Instructions for the task:
Please return exactly the lines from the one containing "point: distant treeline" through the end of the records, including both.

[Saved entries]
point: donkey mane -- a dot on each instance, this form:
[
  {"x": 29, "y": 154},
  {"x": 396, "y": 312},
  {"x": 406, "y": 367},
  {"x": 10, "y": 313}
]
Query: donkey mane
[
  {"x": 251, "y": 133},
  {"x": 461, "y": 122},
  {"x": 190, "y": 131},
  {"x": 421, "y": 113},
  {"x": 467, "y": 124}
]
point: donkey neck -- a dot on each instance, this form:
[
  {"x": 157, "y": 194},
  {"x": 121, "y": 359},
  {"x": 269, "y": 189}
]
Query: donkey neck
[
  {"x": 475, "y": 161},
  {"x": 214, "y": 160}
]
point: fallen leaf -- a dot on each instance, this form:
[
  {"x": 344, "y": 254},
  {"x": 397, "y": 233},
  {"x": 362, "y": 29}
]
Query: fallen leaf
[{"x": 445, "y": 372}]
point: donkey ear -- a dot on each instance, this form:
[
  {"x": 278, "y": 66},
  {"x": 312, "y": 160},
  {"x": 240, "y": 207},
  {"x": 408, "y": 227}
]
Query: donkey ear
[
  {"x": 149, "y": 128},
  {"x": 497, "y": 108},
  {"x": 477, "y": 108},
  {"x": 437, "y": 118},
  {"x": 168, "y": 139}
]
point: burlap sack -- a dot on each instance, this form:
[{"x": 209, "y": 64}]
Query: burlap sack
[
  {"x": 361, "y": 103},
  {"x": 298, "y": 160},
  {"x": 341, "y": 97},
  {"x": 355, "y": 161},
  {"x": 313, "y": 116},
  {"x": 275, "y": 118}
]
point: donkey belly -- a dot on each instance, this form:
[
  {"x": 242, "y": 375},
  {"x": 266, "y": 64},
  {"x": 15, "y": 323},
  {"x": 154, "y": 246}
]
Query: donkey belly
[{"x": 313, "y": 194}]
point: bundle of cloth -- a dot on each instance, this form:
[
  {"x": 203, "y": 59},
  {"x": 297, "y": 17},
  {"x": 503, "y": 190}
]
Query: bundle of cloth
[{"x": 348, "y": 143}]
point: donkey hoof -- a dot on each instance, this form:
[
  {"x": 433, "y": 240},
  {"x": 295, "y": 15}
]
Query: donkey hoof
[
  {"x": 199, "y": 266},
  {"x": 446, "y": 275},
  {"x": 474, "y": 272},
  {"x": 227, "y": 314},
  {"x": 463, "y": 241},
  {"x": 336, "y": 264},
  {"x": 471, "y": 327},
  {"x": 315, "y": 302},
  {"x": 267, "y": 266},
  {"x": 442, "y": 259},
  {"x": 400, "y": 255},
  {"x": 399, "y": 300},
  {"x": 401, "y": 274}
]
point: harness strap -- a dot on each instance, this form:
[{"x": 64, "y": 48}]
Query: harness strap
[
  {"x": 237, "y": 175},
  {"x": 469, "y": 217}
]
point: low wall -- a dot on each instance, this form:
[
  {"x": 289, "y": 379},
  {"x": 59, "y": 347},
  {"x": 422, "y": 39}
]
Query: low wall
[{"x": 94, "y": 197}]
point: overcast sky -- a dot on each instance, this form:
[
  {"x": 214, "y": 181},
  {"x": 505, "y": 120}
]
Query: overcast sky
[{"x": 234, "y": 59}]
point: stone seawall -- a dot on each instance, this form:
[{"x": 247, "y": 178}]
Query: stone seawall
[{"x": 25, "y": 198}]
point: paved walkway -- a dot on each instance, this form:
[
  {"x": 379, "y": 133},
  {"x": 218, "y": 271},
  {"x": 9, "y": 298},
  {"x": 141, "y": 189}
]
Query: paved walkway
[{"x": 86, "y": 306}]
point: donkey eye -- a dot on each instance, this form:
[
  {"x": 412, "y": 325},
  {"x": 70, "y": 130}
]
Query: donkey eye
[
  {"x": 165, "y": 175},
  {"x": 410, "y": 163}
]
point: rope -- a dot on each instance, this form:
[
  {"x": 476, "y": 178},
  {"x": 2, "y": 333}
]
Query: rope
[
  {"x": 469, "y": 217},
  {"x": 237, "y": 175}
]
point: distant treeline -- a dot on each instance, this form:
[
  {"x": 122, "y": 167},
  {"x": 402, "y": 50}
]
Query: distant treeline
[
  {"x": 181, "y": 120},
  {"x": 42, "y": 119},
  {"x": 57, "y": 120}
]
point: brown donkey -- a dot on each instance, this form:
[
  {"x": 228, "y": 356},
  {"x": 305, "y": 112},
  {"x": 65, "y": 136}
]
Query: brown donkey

Result below:
point: distant treeline -- a dot on each instance, this form:
[
  {"x": 122, "y": 167},
  {"x": 402, "y": 50}
]
Query: distant treeline
[
  {"x": 181, "y": 120},
  {"x": 42, "y": 119},
  {"x": 57, "y": 120}
]
point: brown donkey -- a dot on each instance, this form:
[
  {"x": 228, "y": 356},
  {"x": 305, "y": 112},
  {"x": 65, "y": 136}
]
Query: brown donkey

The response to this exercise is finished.